WORK TO COMPLETE –
Where the records below reach the line containing "the black backpack", start transcribing, and end with the line containing "of the dark", exactly and with nothing else added.
*** RECORDS SHOWN ***
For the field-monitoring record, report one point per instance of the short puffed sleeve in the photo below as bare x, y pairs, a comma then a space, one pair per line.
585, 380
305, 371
*** End of RECORDS SHOWN ***
*** RECORDS SHOWN ***
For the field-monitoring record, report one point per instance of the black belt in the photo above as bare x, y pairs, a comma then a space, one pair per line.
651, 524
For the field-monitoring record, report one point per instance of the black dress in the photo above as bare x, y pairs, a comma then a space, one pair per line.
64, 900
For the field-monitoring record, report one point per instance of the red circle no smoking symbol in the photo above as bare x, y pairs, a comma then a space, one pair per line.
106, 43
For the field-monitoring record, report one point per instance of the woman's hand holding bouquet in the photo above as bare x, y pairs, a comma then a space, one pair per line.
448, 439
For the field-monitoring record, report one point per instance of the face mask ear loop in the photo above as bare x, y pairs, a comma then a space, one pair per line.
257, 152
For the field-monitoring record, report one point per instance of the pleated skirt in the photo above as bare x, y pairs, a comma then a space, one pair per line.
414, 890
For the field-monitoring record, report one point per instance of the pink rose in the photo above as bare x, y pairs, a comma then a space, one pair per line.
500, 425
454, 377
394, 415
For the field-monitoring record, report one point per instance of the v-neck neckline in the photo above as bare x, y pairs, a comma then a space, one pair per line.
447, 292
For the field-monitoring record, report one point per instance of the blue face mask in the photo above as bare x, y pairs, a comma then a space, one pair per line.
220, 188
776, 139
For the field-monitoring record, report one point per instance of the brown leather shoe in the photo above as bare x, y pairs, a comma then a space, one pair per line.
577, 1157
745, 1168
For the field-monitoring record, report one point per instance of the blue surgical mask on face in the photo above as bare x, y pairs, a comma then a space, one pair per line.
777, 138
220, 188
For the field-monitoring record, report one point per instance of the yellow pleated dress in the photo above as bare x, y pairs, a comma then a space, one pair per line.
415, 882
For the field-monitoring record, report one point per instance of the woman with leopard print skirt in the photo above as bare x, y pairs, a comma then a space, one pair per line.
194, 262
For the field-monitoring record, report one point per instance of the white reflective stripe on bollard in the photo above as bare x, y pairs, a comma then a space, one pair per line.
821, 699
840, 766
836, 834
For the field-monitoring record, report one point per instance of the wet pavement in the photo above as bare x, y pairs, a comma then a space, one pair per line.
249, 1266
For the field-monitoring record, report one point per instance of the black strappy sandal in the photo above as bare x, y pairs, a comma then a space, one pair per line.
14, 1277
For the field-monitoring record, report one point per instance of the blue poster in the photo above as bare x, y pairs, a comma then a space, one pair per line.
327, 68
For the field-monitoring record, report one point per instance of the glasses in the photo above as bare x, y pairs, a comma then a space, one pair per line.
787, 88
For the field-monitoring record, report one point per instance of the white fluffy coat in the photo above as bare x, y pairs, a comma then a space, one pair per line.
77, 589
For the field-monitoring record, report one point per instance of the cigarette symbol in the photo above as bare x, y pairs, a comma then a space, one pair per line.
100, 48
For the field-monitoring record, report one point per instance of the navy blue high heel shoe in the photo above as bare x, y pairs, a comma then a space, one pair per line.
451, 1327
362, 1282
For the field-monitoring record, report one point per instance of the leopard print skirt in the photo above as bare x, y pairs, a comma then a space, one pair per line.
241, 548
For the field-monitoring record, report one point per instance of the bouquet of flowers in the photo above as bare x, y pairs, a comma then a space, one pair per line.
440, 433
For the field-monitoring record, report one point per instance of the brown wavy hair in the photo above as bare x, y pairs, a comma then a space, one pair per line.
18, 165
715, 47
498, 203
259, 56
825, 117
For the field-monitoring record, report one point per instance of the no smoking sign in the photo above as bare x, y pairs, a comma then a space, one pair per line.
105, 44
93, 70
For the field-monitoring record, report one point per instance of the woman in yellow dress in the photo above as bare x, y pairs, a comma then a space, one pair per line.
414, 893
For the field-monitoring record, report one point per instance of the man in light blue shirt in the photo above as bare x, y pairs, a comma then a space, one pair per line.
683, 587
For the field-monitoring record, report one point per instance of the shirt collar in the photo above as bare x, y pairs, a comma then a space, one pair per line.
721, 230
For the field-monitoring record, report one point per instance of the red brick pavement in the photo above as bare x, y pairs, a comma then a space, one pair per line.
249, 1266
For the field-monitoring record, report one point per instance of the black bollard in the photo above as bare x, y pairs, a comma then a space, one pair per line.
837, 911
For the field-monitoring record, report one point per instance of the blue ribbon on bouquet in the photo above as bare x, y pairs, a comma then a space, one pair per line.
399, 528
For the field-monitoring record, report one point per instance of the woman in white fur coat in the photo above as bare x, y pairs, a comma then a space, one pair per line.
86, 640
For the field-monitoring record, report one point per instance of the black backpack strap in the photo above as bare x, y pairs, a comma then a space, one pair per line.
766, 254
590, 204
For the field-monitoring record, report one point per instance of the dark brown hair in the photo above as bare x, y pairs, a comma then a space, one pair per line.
*** End of RECORDS SHOWN ***
OUTPUT FOR THIS EXERCISE –
For the field-monitoring record, report one point per instance of the black backpack strap in the photo above as bare x, y pairs, a comma then a space, one pair per line.
766, 254
590, 204
For the field-monitoring record, report one point per instance of the dark brown hair in the photo above as bare x, y pairs, a comma then a space, one pair per line.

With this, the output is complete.